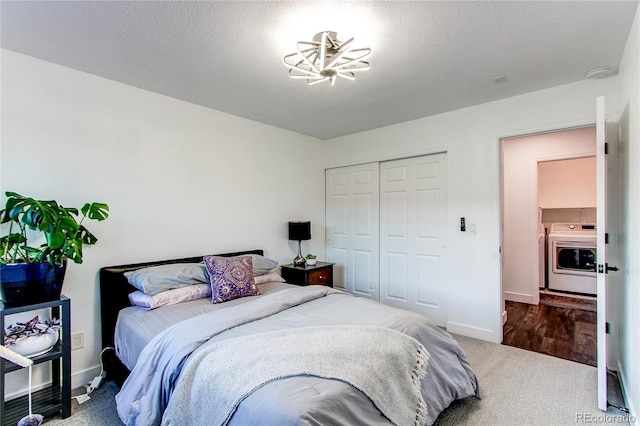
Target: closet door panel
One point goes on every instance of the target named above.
(413, 214)
(353, 217)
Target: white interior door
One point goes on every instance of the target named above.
(352, 216)
(413, 203)
(601, 251)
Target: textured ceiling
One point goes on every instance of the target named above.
(428, 57)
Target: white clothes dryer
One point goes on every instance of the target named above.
(572, 258)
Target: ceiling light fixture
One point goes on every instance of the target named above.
(600, 73)
(326, 58)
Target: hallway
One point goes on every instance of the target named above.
(564, 330)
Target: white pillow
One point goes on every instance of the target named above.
(261, 265)
(170, 297)
(269, 277)
(156, 279)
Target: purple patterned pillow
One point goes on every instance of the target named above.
(231, 277)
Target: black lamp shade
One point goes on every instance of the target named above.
(299, 231)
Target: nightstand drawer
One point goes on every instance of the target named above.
(319, 274)
(322, 276)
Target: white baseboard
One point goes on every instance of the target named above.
(81, 378)
(518, 297)
(470, 331)
(627, 401)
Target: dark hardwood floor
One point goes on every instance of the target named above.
(560, 331)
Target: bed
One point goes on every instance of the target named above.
(290, 355)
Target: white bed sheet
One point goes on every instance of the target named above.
(137, 326)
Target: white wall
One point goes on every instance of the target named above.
(520, 158)
(567, 183)
(471, 138)
(180, 179)
(629, 160)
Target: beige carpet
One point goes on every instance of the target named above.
(518, 387)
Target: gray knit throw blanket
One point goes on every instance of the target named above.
(384, 364)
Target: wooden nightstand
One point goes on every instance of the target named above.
(319, 274)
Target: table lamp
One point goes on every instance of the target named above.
(299, 231)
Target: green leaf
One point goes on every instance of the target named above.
(95, 211)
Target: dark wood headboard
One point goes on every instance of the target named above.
(115, 289)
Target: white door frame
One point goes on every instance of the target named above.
(500, 315)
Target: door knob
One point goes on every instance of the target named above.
(612, 268)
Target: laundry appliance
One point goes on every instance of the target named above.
(572, 257)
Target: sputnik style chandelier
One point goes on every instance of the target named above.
(326, 58)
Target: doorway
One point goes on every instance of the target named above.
(546, 179)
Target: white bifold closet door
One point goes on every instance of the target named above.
(352, 218)
(413, 213)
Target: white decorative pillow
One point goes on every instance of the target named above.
(156, 279)
(262, 265)
(269, 277)
(170, 297)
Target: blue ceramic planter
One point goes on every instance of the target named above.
(29, 283)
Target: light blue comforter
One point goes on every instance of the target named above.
(145, 394)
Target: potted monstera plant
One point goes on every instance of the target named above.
(32, 274)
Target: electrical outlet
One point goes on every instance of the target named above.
(77, 340)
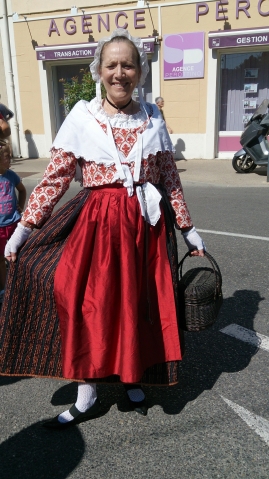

****************

### INSTRUCTIONS TO FOLLOW
Copy the data from the line containing "Target: potted monstera plant" through its end, changing "electrical outlet" to "wall socket" and keeping all else the same. Leave out the pictures.

### ANSWER
Target: potted monstera plant
One point goes on every instance of the target named above.
(32, 274)
Target: wall socket
One point goes on every instance of the target named above.
(77, 340)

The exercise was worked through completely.